■ Material for this task ■

━━━━━━━━━━

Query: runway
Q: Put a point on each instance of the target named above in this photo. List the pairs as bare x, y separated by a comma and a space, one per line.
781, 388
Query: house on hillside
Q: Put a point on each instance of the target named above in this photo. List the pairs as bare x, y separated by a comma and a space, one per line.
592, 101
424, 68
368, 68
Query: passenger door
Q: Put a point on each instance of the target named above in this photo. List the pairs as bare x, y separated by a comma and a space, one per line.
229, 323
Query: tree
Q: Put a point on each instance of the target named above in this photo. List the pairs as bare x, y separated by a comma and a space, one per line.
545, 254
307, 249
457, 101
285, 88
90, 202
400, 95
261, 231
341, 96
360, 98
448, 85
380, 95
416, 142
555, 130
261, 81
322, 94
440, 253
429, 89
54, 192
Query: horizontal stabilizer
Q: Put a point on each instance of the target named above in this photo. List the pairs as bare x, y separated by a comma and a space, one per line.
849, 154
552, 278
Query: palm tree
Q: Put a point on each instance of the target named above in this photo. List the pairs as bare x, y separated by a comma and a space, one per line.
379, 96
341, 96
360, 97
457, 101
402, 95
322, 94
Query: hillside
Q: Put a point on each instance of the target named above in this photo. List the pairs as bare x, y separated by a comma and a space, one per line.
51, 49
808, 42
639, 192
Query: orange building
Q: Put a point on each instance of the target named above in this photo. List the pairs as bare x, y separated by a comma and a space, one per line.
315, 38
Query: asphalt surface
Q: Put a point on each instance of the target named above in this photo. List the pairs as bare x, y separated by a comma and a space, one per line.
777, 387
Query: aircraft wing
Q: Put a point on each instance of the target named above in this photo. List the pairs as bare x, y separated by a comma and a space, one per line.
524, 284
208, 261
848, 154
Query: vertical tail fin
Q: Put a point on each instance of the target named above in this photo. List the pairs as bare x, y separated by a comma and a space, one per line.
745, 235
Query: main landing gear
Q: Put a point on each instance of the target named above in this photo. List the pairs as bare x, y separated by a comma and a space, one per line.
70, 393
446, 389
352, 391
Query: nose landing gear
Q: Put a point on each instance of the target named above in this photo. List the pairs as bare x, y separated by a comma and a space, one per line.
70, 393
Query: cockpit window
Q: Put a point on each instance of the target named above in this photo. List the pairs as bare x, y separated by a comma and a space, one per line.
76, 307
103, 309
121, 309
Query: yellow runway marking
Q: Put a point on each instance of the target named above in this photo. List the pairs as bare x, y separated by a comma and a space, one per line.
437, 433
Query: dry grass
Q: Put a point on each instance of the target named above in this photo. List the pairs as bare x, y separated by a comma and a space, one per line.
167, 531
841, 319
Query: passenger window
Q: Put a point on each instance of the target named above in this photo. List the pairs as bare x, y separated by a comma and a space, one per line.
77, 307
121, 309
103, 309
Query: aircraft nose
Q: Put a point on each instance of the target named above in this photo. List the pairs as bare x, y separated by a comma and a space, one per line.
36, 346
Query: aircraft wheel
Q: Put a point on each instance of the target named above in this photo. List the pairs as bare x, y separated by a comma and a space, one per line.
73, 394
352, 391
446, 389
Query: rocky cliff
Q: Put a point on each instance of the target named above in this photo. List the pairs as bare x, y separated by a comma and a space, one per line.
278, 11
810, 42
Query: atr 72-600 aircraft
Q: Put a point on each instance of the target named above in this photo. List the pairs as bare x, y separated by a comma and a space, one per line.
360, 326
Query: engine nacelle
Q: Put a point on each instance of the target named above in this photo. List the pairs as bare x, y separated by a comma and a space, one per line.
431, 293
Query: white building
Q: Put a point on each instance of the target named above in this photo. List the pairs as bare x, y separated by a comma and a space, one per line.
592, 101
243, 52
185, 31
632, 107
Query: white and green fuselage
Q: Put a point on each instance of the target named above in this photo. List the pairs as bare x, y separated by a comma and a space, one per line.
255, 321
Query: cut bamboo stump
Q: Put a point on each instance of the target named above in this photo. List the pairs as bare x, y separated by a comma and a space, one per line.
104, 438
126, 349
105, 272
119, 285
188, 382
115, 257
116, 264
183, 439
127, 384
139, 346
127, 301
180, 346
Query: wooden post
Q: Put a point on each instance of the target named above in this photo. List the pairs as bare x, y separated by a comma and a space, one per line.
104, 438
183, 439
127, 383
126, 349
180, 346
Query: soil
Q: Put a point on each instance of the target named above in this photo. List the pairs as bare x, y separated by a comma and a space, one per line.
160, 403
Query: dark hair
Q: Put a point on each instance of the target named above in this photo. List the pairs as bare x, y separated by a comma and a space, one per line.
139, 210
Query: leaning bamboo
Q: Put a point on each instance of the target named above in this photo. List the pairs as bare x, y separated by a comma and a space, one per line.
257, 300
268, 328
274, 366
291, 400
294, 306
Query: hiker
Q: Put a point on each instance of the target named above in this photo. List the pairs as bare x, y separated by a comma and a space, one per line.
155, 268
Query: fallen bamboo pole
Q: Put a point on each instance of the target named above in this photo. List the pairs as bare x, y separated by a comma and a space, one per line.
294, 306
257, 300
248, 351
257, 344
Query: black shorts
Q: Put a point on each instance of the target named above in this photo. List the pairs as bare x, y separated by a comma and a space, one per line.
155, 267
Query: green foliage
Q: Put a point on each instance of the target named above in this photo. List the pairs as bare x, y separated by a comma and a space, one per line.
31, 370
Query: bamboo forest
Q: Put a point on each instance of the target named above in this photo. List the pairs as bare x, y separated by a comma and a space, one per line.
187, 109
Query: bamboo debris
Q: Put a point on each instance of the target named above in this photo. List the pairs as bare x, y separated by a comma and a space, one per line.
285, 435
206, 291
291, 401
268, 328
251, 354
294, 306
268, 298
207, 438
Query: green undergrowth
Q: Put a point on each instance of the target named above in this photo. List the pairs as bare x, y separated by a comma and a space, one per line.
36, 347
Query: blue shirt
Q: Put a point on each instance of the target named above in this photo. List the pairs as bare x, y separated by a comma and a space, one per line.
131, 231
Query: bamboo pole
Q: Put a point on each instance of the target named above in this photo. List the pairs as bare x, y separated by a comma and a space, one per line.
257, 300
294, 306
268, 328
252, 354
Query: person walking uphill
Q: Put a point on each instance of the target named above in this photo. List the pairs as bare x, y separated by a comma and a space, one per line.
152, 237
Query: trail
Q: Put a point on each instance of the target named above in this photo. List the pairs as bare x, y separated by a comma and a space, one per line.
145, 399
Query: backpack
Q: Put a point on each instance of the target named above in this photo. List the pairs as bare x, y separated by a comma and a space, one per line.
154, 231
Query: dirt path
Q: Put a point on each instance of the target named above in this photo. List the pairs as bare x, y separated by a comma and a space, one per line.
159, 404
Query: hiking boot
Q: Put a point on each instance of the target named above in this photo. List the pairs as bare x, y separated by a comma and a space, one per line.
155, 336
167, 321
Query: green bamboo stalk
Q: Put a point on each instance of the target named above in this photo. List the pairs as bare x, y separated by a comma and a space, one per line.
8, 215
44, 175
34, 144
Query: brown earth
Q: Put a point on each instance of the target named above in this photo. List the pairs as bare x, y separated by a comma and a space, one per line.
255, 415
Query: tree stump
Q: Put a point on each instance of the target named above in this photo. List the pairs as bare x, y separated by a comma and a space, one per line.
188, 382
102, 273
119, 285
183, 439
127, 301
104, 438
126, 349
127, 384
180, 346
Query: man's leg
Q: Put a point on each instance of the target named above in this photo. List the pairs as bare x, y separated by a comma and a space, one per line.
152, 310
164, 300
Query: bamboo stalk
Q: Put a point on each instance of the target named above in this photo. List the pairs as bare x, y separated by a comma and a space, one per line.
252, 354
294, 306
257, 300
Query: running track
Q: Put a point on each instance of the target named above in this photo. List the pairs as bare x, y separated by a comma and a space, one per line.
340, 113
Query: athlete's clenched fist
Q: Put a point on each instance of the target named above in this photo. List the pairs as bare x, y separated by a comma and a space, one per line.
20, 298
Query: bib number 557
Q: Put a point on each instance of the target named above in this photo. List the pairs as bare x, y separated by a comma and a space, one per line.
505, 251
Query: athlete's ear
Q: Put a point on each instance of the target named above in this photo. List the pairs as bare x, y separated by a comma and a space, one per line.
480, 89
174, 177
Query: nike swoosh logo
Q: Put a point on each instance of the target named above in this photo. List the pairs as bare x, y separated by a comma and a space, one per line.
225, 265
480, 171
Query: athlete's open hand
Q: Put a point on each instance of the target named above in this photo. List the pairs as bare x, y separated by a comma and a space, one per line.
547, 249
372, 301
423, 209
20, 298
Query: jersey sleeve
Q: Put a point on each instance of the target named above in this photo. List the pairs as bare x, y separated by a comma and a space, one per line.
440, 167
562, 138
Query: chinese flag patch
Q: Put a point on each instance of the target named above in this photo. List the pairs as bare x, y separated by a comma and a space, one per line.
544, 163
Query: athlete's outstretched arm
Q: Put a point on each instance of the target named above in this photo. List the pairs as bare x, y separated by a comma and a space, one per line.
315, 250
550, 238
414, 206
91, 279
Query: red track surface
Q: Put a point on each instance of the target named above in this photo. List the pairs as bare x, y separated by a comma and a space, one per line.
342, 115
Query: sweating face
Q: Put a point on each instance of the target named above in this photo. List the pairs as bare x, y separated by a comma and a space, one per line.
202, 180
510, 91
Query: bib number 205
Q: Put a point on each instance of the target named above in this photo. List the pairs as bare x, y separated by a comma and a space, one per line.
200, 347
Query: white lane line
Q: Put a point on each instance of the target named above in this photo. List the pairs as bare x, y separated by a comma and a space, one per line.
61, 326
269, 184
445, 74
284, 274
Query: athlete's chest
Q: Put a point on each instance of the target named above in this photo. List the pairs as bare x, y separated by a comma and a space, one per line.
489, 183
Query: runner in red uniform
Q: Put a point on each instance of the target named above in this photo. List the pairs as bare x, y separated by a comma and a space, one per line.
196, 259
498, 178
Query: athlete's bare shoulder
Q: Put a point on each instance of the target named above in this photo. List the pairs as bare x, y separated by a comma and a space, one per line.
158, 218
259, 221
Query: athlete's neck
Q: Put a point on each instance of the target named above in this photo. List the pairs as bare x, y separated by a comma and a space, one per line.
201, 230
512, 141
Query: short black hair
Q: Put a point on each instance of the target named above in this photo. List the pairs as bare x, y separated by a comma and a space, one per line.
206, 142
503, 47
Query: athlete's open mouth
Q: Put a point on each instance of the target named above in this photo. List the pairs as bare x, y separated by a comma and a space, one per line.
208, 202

━━━━━━━━━━

Rewrite the part of the records that opens with the line containing "Query: athlete's open mouth" and runs through the end of the records, putting "parted lips" in place of "open mouth" and leaving everything else as it is.

■ Worked solution ■
Query: athlete's parted lips
Q: Put a point on each instance of the target named above in this photo. List the pairs as bare x, y separated by a comma and a space, one per line.
208, 202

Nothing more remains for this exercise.